◆ EXERCISE PROMPT:
Recast the stretch of entries from the line containing "point: sky, one" through the last line of the entries as a JSON list of strings, one string per line, leaving out blank lines.

##### RECORDS TO PROCESS #####

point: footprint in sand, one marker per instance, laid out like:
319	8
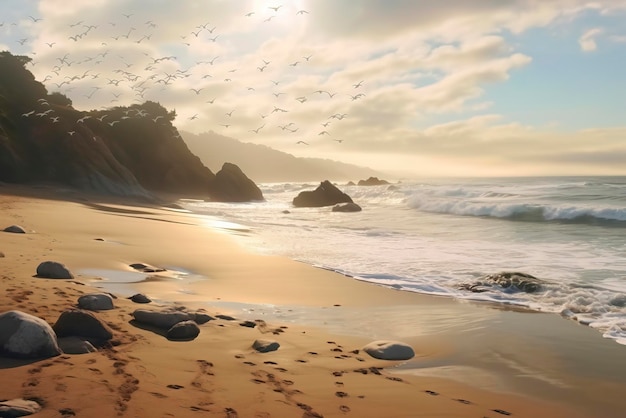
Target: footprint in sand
67	412
231	413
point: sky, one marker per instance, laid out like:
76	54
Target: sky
410	87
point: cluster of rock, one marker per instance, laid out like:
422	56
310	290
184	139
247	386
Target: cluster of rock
509	281
326	194
26	336
176	325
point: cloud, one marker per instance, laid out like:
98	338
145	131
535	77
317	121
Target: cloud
587	41
393	80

#####

◆ SOLUTION BELOW:
[
  "point: sky, one marker per instance, laid out like:",
  "76\t54",
  "Target: sky",
  "410\t87",
  "point: cluster of rock, one marker per instance, laid out like:",
  "422\t56",
  "310\t290",
  "184\t139",
  "247\t386",
  "Target: cluster of rock",
  "509\t281",
  "326\t194",
  "26\t336",
  "176\t325",
  "point: cloud, one marker per instance, laid out like:",
  "98\t338",
  "145\t131",
  "535\t77",
  "317\t121",
  "Target: cloud",
  "587\t41",
  "393\t80"
]